[Provided information]
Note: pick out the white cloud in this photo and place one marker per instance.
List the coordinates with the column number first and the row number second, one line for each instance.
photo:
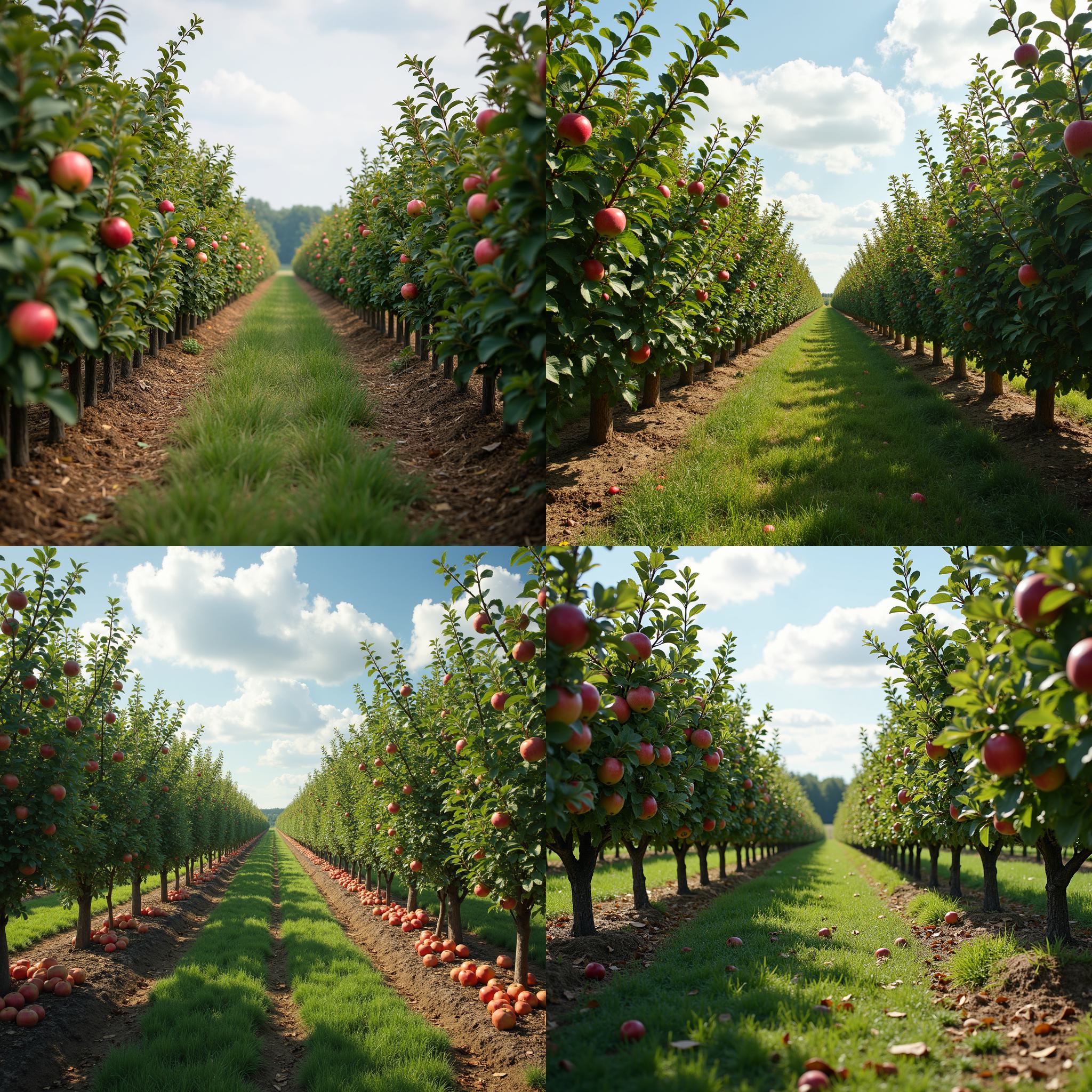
column 820, row 114
column 259, row 623
column 428, row 615
column 792, row 183
column 742, row 574
column 816, row 742
column 247, row 101
column 940, row 38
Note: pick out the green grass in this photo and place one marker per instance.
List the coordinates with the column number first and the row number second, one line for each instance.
column 363, row 1038
column 46, row 917
column 769, row 997
column 202, row 1031
column 270, row 451
column 616, row 877
column 754, row 461
column 1021, row 879
column 495, row 928
column 974, row 965
column 930, row 906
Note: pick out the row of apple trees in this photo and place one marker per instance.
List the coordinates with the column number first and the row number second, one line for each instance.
column 117, row 232
column 995, row 261
column 439, row 783
column 986, row 740
column 98, row 783
column 646, row 747
column 444, row 226
column 660, row 254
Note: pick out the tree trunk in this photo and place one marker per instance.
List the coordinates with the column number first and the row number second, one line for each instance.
column 522, row 917
column 456, row 911
column 637, row 870
column 601, row 420
column 702, row 850
column 1044, row 407
column 650, row 391
column 989, row 855
column 1058, row 875
column 679, row 850
column 579, row 871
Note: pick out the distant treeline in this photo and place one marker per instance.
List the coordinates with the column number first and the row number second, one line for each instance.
column 284, row 226
column 825, row 795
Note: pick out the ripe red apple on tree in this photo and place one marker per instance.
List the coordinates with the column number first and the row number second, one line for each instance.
column 32, row 324
column 575, row 129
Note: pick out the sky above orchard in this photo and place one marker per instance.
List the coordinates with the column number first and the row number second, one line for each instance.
column 263, row 645
column 301, row 86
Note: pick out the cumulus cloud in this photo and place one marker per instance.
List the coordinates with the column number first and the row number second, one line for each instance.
column 742, row 574
column 428, row 615
column 818, row 113
column 259, row 623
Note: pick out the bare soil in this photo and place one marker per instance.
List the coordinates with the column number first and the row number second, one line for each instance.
column 79, row 1031
column 478, row 479
column 484, row 1057
column 577, row 481
column 1033, row 1006
column 68, row 493
column 1062, row 458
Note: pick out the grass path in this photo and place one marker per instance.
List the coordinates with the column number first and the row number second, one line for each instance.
column 363, row 1035
column 46, row 917
column 741, row 1019
column 826, row 441
column 202, row 1031
column 271, row 451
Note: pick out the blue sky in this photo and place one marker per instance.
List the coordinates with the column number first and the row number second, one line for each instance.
column 300, row 86
column 263, row 645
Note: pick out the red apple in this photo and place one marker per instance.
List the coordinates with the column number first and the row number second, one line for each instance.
column 1004, row 754
column 609, row 222
column 71, row 172
column 32, row 324
column 575, row 129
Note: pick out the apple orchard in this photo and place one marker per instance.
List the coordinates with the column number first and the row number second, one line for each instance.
column 439, row 785
column 439, row 240
column 993, row 260
column 119, row 235
column 99, row 788
column 661, row 257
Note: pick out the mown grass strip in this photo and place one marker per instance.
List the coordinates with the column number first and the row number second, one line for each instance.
column 741, row 1019
column 363, row 1035
column 271, row 451
column 46, row 917
column 202, row 1031
column 882, row 435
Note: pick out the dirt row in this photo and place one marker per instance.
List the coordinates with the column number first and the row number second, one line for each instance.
column 476, row 474
column 645, row 439
column 67, row 495
column 484, row 1057
column 1033, row 1005
column 81, row 1030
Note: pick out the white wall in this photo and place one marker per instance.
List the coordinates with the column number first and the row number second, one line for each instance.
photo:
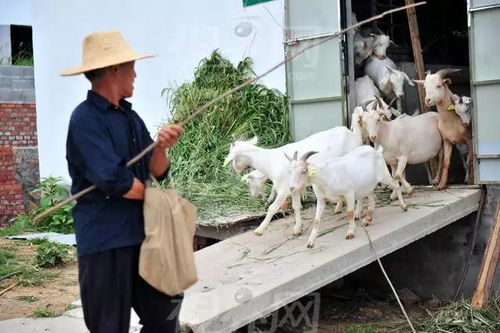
column 15, row 12
column 180, row 32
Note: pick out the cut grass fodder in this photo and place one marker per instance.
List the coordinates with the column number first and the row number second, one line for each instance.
column 197, row 170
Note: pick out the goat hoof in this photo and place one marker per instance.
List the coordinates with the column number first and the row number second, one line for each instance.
column 258, row 232
column 442, row 187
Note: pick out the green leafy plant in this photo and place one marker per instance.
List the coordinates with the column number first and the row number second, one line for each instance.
column 50, row 254
column 51, row 193
column 27, row 298
column 196, row 167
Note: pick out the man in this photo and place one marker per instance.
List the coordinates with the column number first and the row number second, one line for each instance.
column 104, row 133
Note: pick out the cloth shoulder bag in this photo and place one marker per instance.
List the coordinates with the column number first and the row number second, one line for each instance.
column 166, row 259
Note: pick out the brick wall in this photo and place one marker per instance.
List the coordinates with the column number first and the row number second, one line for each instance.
column 17, row 133
column 18, row 125
column 11, row 193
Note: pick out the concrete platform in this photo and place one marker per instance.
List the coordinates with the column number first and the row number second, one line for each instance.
column 246, row 277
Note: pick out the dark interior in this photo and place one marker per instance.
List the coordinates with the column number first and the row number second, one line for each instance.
column 442, row 25
column 21, row 41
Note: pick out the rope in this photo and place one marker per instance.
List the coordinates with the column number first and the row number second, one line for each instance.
column 472, row 245
column 388, row 280
column 203, row 108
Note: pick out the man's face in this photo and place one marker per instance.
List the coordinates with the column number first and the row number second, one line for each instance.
column 125, row 76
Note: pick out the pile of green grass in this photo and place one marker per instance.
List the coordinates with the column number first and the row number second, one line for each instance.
column 462, row 317
column 196, row 162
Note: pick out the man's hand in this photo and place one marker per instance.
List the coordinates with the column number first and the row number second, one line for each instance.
column 169, row 135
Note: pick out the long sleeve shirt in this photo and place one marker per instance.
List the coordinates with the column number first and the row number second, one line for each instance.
column 101, row 139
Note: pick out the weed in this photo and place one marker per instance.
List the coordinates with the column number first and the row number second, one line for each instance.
column 28, row 298
column 51, row 254
column 45, row 312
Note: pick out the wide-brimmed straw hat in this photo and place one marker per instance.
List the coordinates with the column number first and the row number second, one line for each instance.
column 103, row 49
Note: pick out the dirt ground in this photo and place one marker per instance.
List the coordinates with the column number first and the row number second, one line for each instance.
column 55, row 294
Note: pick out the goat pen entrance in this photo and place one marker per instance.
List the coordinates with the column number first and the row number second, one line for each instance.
column 445, row 44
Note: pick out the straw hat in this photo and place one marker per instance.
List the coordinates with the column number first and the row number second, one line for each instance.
column 103, row 49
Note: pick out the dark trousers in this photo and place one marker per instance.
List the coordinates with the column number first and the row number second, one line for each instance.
column 110, row 285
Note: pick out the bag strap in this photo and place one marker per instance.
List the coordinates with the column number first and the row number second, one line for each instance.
column 154, row 181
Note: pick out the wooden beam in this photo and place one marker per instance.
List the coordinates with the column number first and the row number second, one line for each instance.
column 417, row 52
column 488, row 266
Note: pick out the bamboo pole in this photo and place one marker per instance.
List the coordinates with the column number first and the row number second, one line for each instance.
column 420, row 71
column 417, row 52
column 203, row 108
column 488, row 266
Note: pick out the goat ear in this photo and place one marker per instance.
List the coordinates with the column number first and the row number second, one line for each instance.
column 254, row 140
column 228, row 159
column 407, row 79
column 445, row 71
column 307, row 155
column 365, row 104
column 392, row 102
column 379, row 102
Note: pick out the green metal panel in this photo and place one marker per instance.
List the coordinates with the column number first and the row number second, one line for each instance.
column 482, row 3
column 312, row 17
column 310, row 118
column 247, row 3
column 485, row 70
column 314, row 78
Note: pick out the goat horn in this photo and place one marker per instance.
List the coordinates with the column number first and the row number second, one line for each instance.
column 365, row 104
column 307, row 155
column 393, row 100
column 445, row 71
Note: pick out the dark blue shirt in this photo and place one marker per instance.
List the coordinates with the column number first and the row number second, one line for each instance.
column 101, row 139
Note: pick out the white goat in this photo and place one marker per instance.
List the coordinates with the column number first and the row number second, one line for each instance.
column 453, row 130
column 273, row 164
column 367, row 93
column 406, row 140
column 364, row 47
column 388, row 79
column 353, row 176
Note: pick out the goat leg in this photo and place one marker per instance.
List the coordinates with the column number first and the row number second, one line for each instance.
column 320, row 207
column 446, row 164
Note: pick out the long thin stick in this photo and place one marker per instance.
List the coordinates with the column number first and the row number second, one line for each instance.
column 388, row 280
column 9, row 288
column 203, row 108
[/Provided information]
## Task to carry out
Every line above that holds the string "goat" should be returned.

## Exercise solution
Note: pick out the goat hoof in this photo and place one marker per instance.
Note: pick out the goat pen entrance in this photo and place one marker per instance.
Note: pick out the goat ear in this photo and place one marker per instance.
Note: pick out the goat horn in this photo and place one marker per instance.
Note: pick out the white goat in this photo and place one marker per instance.
Note: pick out the goat leg in this photo and place one marker per instance.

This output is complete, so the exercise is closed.